▶ [Required work]: Copy exactly, and only, the lines from the line containing "Exercise. Mark the road" through the last line of the records below, both included.

>> Start

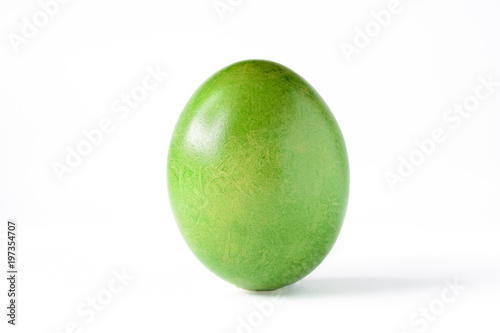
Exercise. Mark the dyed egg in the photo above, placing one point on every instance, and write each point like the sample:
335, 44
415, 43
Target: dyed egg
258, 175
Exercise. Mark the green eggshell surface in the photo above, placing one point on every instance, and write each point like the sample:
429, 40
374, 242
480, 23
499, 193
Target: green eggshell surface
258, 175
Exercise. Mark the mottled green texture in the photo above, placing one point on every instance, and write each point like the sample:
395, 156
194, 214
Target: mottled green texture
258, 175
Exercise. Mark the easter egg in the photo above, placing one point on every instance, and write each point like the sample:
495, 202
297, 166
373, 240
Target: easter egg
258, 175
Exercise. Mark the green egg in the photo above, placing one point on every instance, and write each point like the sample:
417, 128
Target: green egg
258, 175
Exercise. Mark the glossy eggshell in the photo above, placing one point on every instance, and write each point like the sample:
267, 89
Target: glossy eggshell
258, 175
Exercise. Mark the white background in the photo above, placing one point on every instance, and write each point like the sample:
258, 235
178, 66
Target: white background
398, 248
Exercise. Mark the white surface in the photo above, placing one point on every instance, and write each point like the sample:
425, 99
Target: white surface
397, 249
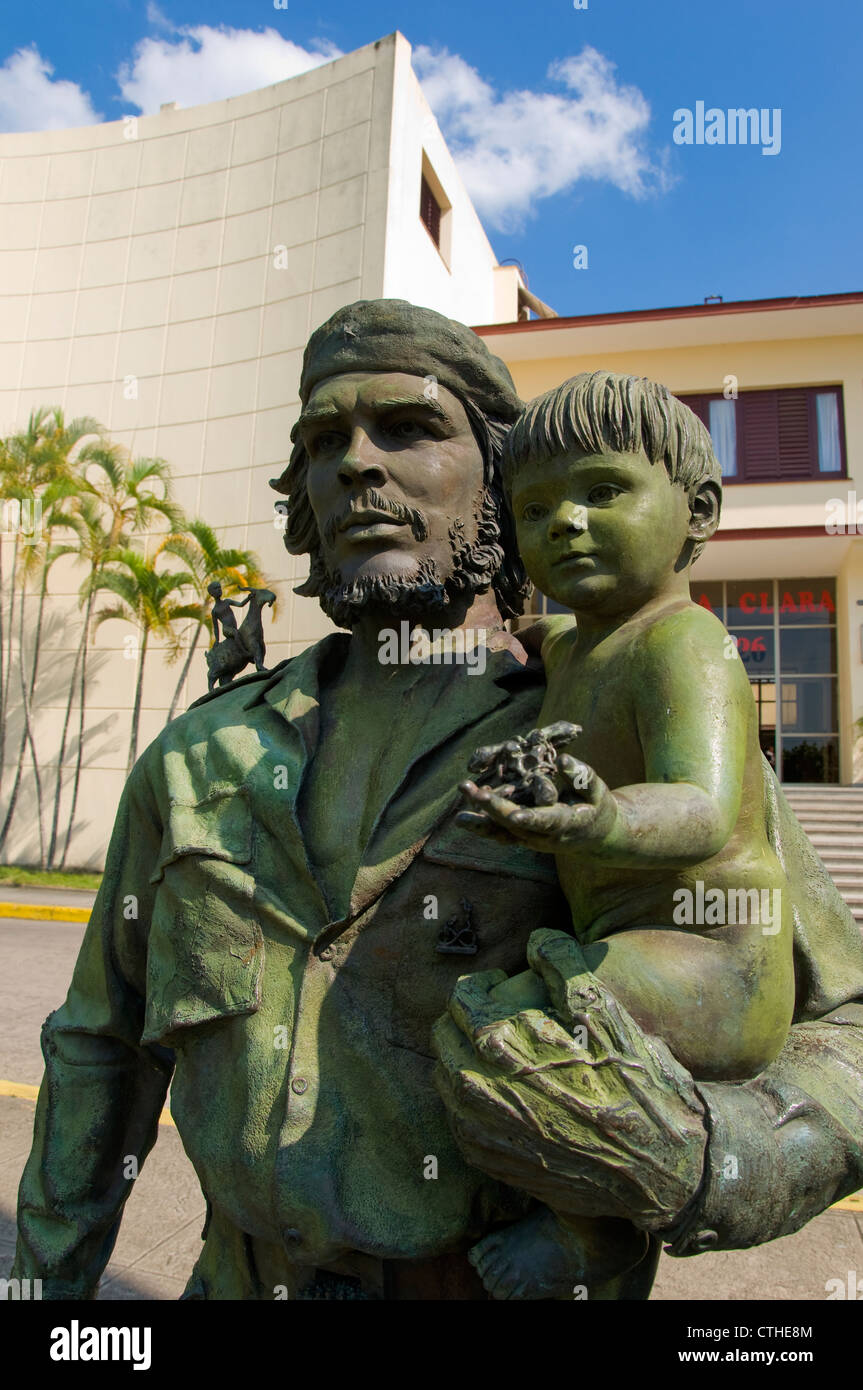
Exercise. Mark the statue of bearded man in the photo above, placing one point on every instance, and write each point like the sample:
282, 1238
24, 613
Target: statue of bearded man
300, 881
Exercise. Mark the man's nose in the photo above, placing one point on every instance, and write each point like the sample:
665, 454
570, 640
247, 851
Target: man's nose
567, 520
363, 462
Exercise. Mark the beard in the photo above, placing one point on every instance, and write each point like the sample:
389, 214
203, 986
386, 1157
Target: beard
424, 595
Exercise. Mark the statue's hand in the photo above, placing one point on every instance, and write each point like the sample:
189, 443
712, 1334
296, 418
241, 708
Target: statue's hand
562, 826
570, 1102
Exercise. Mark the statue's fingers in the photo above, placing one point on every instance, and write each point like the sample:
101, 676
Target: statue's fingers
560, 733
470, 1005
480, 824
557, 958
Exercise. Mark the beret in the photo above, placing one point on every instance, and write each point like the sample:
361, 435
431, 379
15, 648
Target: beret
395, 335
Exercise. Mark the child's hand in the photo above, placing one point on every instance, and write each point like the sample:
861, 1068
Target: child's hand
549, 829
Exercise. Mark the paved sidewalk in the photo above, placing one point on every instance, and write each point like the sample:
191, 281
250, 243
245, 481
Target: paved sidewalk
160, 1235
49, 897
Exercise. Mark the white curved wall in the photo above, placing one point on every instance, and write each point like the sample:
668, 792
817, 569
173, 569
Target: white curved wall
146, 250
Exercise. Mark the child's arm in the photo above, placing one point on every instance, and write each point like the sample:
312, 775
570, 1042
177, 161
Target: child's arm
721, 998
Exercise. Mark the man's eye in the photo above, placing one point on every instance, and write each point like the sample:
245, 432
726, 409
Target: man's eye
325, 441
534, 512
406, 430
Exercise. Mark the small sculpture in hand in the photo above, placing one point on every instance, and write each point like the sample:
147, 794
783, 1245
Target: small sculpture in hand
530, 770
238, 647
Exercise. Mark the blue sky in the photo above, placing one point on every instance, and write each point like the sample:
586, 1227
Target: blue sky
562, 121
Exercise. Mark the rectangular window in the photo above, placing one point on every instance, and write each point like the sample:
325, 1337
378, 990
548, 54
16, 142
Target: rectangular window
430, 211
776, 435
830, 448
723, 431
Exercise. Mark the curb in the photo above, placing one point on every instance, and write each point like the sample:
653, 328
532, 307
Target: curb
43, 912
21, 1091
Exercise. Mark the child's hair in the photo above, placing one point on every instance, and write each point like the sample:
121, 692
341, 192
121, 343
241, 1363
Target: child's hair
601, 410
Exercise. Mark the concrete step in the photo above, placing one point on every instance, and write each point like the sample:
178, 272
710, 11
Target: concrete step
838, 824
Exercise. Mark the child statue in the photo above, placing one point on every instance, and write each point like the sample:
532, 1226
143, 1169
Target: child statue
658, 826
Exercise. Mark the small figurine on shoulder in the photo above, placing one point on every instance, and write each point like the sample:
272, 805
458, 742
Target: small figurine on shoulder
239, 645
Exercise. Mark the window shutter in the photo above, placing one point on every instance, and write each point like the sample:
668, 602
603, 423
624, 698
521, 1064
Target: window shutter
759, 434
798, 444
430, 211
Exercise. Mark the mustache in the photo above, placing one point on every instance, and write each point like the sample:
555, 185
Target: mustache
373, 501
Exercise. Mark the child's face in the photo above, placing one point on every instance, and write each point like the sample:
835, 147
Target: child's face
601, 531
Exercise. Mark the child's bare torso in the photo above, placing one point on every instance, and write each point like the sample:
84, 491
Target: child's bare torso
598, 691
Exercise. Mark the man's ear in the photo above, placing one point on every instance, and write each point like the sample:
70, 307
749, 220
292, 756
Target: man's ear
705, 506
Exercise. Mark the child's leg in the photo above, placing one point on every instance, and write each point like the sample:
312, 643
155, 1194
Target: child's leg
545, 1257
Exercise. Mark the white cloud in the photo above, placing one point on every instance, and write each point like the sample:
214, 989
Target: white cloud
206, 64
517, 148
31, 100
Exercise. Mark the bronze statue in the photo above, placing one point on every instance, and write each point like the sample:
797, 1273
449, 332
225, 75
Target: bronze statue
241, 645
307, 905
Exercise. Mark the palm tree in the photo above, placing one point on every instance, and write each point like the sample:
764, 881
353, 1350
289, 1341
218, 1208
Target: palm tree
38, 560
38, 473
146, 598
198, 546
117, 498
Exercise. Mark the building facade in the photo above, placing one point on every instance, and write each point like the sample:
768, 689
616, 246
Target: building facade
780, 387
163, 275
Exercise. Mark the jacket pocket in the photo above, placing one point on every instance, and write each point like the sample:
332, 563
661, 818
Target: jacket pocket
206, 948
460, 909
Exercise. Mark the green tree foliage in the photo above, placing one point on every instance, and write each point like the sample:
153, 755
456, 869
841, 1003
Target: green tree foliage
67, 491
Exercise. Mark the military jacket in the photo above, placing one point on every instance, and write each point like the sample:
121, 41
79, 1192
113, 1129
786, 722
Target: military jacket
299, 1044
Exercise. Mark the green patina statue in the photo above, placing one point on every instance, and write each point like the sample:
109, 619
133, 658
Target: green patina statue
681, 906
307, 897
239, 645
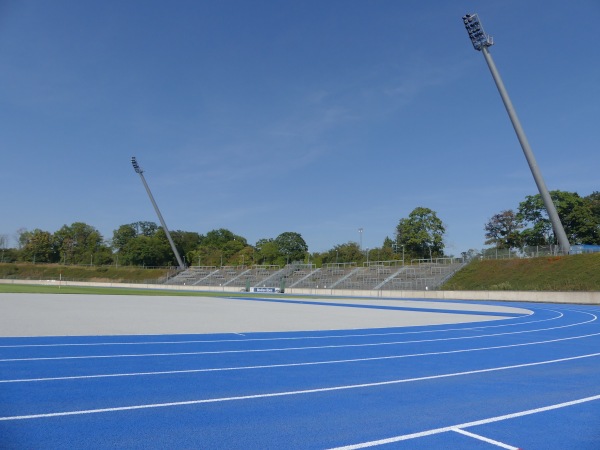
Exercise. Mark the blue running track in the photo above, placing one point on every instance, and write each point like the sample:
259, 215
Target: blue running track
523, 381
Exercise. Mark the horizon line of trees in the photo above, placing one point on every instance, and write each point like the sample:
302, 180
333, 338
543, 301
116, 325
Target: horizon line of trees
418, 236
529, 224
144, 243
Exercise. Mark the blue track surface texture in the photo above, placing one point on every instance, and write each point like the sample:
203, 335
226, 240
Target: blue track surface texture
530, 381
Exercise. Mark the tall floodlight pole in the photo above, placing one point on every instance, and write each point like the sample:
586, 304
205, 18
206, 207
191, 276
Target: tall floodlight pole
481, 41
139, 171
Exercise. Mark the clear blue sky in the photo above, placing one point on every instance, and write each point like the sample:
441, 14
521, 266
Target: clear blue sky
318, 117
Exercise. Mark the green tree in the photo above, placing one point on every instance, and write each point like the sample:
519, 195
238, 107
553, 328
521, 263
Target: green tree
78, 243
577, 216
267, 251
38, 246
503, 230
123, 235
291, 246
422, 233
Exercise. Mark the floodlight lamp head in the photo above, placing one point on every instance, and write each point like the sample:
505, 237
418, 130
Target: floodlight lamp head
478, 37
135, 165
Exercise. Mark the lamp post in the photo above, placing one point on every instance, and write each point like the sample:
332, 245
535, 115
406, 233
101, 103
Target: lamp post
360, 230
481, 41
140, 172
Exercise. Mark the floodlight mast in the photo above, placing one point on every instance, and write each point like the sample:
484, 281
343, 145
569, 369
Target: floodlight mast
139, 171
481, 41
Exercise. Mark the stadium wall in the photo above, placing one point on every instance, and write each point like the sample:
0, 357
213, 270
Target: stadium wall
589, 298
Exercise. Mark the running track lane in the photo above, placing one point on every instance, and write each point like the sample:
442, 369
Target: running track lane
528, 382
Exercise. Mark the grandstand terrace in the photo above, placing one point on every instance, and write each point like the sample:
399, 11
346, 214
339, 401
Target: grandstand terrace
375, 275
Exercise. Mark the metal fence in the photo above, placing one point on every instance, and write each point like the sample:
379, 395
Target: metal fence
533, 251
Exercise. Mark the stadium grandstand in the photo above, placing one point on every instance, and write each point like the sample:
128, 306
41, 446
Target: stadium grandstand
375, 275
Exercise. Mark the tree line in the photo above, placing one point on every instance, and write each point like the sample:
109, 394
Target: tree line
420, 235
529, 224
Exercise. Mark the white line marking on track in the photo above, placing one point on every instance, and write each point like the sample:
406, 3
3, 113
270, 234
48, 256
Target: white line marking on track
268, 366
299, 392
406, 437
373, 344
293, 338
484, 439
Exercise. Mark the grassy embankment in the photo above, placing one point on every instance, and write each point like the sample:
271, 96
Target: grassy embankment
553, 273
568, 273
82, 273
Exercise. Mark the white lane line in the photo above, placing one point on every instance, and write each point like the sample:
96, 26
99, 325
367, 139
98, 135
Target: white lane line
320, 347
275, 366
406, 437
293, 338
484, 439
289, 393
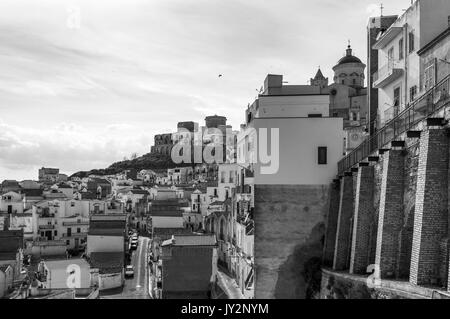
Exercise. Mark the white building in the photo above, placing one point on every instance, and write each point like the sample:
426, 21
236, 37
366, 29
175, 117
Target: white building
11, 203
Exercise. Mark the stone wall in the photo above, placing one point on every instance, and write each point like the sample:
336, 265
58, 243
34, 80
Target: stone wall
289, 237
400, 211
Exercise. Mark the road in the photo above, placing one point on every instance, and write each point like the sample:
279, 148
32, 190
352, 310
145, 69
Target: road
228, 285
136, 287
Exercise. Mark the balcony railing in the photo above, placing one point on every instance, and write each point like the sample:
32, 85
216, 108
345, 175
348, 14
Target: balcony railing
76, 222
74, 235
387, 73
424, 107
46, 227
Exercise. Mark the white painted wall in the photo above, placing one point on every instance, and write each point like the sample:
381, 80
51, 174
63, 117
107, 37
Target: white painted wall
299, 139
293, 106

>> End

▶ [Solution]:
Exercise. Mark the road in the photo above, placing one point on every instance, and write each point like the sample:
279, 148
32, 190
352, 310
145, 69
Target: road
228, 285
136, 287
Exercise. Mark the balcony railing in the photo above, placing one point on every instance, and write each point like the sample:
32, 85
216, 108
345, 175
348, 14
Target: balcony railing
76, 222
74, 235
387, 73
424, 107
46, 227
Exercise. Mark the white painted wall in the photo above, placing one point on every instance, and write each point like the sample:
381, 80
51, 174
63, 117
107, 37
Target: white painted wall
299, 139
293, 106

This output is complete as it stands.